* Selected extract:
★ ★ ★
Managing Fast Growth and Crowded Schools:
Florida School Concurrency from Voluntary to Mandatory

by Efraim Ben-Zadok

U.S. planners learned many lessons from Florida's experience in managing fast growth from 11 million people in 1985 to 17 million in 2005. Perhaps the most interesting lesson was in concurrency management. Concurrency is Florida's innovative growth management requirement for balancing development with adequate public facilities.

A quick glance at relevant statistics shows that the absence of a mandatory school concurrency requirement from kindergarten through 12th grade led to highly crowded classrooms in Florida. In 2004, the state had 2.6 million public school students and the highest average enrollment nationwide — 654 students per elementary and 1,038 per middle school. Nevada, for example, averaged 572 students per elementary and 1,012 per middle school, while California averaged 560 and 905 respectively. In 2004 Florida also had an average of 1,548 students per public high school, twice the national average of 758.


In 1985, the Florida legislature enacted the Growth Management Act (GMA) (Florida Statutes, Chapter 163). In 1986, it added the "Glitch Bill" amendment and also approved Rule 9J-5 (Florida Administrative Code, Chapter 9J-5) including the minimum criteria to implement the GMA. The Florida Department of Community Affairs (DCA) then began to review the compliance of all local comprehensive plans with 9J-5. By the time the state review process was completed in 1993 with plan approvals for 459 local governments, Florida had emerged as a national leader in state-growth management.
★ ★ ★
* Dataset content:

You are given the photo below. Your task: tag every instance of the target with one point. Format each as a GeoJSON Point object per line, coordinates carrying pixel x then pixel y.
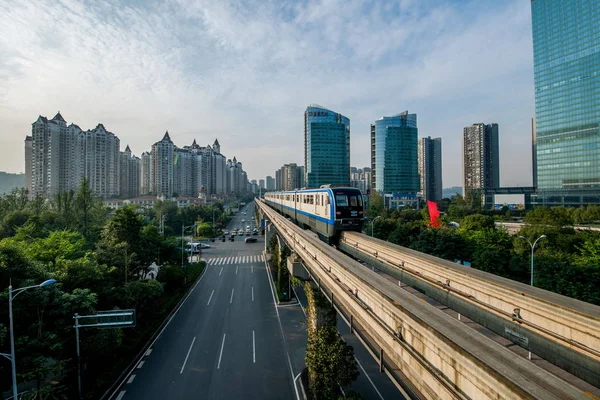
★ ★ ★
* To do:
a - From the article on Florida school concurrency, output the passage starting with "U.S. planners learned" and going on through "adequate public facilities.".
b - Answer these questions using the article on Florida school concurrency:
(i) How many public school students did Florida have in 2004?
(ii) What was the national average number of students per public high school in 2004?
(iii) In what year was the state review of local comprehensive plans completed?
c - Resume the article on Florida school concurrency from the point where it stops.
The listing plays no part in any of this.

* Task-by-task outputs:
a -
U.S. planners learned many lessons from Florida's experience in managing fast growth from 11 million people in 1985 to 17 million in 2005. Perhaps the most interesting lesson was in concurrency management. Concurrency is Florida's innovative growth management requirement for balancing development with adequate public facilities.

b -
(i) 2.6 million
(ii) 758
(iii) 1993

c -
Concurrency was a critical element of the state review process and the heart of the GMA. Public facilities and services to support development had to be available concurrent with the impact of that development. Six public facilities were subjected to the concurrency requirement: roads, sanitary sewer, solid waste, drainage, potable water, and recreation and open space. Every local comprehensive plan had to include a capital improvement program describing the location of these facilities to support development and their minimum level-of-service (LOS) standards to accommodate projected growth.

The concurrency requirement of the GMA had enormous power to control the location and timing of future developments by denying permits for those that could bring down the LOS for public facilities below minimum standards. The availability of adequate facilities became a condition for new project approvals. Localities and developers had to guarantee facilities in advance, concurrent with development impacts (rather than during development). Concurrency was an original approach for land-use planning and development in the United States.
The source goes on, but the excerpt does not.